**EXERCISE DESCRIPTION**
Print out every record exactly as it appears.

(Stored records)
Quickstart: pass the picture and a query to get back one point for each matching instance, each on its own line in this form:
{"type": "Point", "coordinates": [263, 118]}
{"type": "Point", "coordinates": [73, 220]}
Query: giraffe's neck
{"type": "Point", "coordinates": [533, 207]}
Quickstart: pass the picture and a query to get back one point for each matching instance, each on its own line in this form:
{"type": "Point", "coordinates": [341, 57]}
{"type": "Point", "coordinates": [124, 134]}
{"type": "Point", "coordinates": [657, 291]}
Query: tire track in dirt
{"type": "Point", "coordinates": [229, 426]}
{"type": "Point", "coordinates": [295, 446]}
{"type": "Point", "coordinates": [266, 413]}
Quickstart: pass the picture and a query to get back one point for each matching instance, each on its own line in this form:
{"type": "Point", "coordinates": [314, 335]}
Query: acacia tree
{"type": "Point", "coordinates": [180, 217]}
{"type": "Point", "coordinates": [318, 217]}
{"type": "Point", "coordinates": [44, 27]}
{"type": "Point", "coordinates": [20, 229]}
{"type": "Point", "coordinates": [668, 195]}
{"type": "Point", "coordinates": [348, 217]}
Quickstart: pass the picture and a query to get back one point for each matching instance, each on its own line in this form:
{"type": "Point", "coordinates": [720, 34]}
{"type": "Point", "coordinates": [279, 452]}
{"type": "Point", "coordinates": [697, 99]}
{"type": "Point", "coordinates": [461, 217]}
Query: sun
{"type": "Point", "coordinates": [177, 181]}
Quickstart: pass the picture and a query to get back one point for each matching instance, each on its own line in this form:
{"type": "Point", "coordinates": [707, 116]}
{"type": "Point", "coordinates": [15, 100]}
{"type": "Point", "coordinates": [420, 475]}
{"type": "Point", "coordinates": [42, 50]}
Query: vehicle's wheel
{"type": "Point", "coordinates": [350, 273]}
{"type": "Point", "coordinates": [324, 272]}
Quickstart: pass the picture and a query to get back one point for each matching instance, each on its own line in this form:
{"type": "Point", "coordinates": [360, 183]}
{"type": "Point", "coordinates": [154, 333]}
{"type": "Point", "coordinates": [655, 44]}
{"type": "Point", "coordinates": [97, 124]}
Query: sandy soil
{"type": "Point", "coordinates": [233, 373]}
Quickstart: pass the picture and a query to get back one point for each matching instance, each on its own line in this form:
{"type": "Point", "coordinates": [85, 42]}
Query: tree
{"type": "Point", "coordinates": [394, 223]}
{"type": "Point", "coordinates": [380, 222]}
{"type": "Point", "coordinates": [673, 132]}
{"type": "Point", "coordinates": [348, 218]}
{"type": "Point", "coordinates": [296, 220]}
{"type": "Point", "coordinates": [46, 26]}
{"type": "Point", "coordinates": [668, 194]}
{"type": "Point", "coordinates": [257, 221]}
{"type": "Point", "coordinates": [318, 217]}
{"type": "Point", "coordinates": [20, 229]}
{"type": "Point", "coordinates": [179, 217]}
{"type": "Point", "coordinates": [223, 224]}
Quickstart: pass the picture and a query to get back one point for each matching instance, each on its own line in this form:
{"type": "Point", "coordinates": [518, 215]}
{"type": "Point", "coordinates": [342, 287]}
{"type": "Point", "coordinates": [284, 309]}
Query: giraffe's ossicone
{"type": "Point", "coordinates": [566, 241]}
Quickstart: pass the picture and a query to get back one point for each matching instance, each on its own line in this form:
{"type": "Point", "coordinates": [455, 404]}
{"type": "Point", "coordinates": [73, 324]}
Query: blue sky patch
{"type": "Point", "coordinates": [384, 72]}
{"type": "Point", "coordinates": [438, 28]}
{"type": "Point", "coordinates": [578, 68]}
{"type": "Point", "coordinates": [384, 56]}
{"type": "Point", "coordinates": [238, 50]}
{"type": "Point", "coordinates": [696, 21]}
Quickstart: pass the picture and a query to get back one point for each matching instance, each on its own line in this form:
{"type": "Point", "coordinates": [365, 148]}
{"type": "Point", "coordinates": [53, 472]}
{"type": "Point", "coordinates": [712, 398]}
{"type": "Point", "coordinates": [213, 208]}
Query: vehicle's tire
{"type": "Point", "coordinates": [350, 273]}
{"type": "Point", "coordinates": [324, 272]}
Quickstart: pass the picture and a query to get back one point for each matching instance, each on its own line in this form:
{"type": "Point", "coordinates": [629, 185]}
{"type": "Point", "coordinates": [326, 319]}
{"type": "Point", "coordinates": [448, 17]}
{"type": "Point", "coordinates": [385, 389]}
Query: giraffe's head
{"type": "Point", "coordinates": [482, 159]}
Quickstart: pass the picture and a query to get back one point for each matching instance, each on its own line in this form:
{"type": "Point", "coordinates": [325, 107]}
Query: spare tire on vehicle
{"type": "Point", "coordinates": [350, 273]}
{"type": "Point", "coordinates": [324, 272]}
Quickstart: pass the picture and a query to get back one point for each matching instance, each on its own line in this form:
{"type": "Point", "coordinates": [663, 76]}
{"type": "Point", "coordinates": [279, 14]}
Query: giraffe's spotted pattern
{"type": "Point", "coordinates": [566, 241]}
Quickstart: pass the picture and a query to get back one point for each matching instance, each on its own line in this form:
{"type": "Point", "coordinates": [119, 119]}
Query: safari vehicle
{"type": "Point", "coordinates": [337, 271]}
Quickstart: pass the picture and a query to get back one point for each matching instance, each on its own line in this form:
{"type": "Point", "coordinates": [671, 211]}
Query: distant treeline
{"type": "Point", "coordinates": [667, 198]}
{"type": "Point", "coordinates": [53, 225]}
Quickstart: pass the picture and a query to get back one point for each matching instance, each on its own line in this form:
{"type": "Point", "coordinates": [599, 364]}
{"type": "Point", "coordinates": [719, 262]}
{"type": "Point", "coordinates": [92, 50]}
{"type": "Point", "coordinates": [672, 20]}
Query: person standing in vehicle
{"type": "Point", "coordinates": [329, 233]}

**TASK OUTPUT**
Quickstart: pass the picture and a query to get back one point for each matching instance, each on its own line in this form:
{"type": "Point", "coordinates": [263, 118]}
{"type": "Point", "coordinates": [73, 220]}
Query: giraffe's neck
{"type": "Point", "coordinates": [533, 207]}
Quickstart: pass the picture and a query to get back one point for each matching instance, each on its own line in this form:
{"type": "Point", "coordinates": [341, 57]}
{"type": "Point", "coordinates": [124, 134]}
{"type": "Point", "coordinates": [657, 291]}
Query: tire track in dirt
{"type": "Point", "coordinates": [229, 426]}
{"type": "Point", "coordinates": [295, 446]}
{"type": "Point", "coordinates": [266, 413]}
Quickstart: pass the picture and a query to get back one point for each matching instance, each on its own line in this form:
{"type": "Point", "coordinates": [314, 335]}
Query: acacia tree
{"type": "Point", "coordinates": [180, 217]}
{"type": "Point", "coordinates": [318, 217]}
{"type": "Point", "coordinates": [44, 27]}
{"type": "Point", "coordinates": [20, 229]}
{"type": "Point", "coordinates": [668, 195]}
{"type": "Point", "coordinates": [348, 217]}
Quickstart: pass the picture and a query to get back one point for each matching instance, each on its own line in this form:
{"type": "Point", "coordinates": [720, 34]}
{"type": "Point", "coordinates": [279, 452]}
{"type": "Point", "coordinates": [697, 99]}
{"type": "Point", "coordinates": [461, 217]}
Query: sun
{"type": "Point", "coordinates": [177, 181]}
Quickstart: pass the picture and a query to get back one point for each matching instance, each on its own line in this form:
{"type": "Point", "coordinates": [707, 116]}
{"type": "Point", "coordinates": [15, 100]}
{"type": "Point", "coordinates": [420, 475]}
{"type": "Point", "coordinates": [42, 50]}
Query: vehicle's wheel
{"type": "Point", "coordinates": [350, 273]}
{"type": "Point", "coordinates": [324, 272]}
Quickstart: pass the picture and a query to get back one point for each matching instance, each on its own line in this form:
{"type": "Point", "coordinates": [360, 183]}
{"type": "Point", "coordinates": [154, 333]}
{"type": "Point", "coordinates": [655, 44]}
{"type": "Point", "coordinates": [97, 124]}
Query: sandy soil
{"type": "Point", "coordinates": [233, 373]}
Quickstart: pass the picture and a query to get back one point for each matching instance, each on its own line in this form:
{"type": "Point", "coordinates": [85, 42]}
Query: tree
{"type": "Point", "coordinates": [394, 223]}
{"type": "Point", "coordinates": [380, 222]}
{"type": "Point", "coordinates": [673, 132]}
{"type": "Point", "coordinates": [348, 218]}
{"type": "Point", "coordinates": [296, 220]}
{"type": "Point", "coordinates": [46, 26]}
{"type": "Point", "coordinates": [668, 194]}
{"type": "Point", "coordinates": [257, 221]}
{"type": "Point", "coordinates": [318, 217]}
{"type": "Point", "coordinates": [20, 229]}
{"type": "Point", "coordinates": [179, 217]}
{"type": "Point", "coordinates": [223, 224]}
Quickstart: pass the picture and a query to get back one point for each matching instance, each on its own line in this form:
{"type": "Point", "coordinates": [518, 215]}
{"type": "Point", "coordinates": [342, 287]}
{"type": "Point", "coordinates": [284, 309]}
Query: giraffe's ossicone
{"type": "Point", "coordinates": [566, 241]}
Quickstart: pass the picture and a query to get back one point for each matching instance, each on its own line in this form:
{"type": "Point", "coordinates": [455, 404]}
{"type": "Point", "coordinates": [73, 324]}
Query: blue sky patch
{"type": "Point", "coordinates": [384, 72]}
{"type": "Point", "coordinates": [438, 28]}
{"type": "Point", "coordinates": [578, 68]}
{"type": "Point", "coordinates": [384, 56]}
{"type": "Point", "coordinates": [238, 50]}
{"type": "Point", "coordinates": [696, 21]}
Quickstart: pass the picture and a query to get back one point for each matching instance, each on its own line in this form:
{"type": "Point", "coordinates": [365, 148]}
{"type": "Point", "coordinates": [53, 472]}
{"type": "Point", "coordinates": [712, 398]}
{"type": "Point", "coordinates": [213, 208]}
Query: vehicle's tire
{"type": "Point", "coordinates": [350, 273]}
{"type": "Point", "coordinates": [324, 272]}
Quickstart: pass the picture and a query to get back one point for each matching instance, each on its own line in this form:
{"type": "Point", "coordinates": [629, 185]}
{"type": "Point", "coordinates": [326, 319]}
{"type": "Point", "coordinates": [448, 17]}
{"type": "Point", "coordinates": [385, 389]}
Query: giraffe's head
{"type": "Point", "coordinates": [482, 159]}
Quickstart: pass the picture and a query to get back one point for each matching instance, each on its own line in this form:
{"type": "Point", "coordinates": [325, 107]}
Query: spare tire on vehicle
{"type": "Point", "coordinates": [350, 273]}
{"type": "Point", "coordinates": [324, 272]}
Quickstart: pass the picture and a query to get back one point for each matching instance, each on its own line in this form:
{"type": "Point", "coordinates": [663, 76]}
{"type": "Point", "coordinates": [279, 14]}
Query: giraffe's spotted pattern
{"type": "Point", "coordinates": [566, 241]}
Quickstart: pass the picture and a query to get back one point for each matching instance, each on its own line in this form:
{"type": "Point", "coordinates": [119, 119]}
Query: safari vehicle
{"type": "Point", "coordinates": [337, 271]}
Quickstart: pass the picture and a query to get back one point for each matching instance, each on its own line in this form:
{"type": "Point", "coordinates": [671, 211]}
Query: distant treeline
{"type": "Point", "coordinates": [667, 198]}
{"type": "Point", "coordinates": [53, 225]}
Quickstart: pass the picture and a query to get back one point for each matching instance, each on its own line in this form:
{"type": "Point", "coordinates": [599, 364]}
{"type": "Point", "coordinates": [719, 262]}
{"type": "Point", "coordinates": [92, 50]}
{"type": "Point", "coordinates": [672, 20]}
Query: person standing in vehicle
{"type": "Point", "coordinates": [329, 233]}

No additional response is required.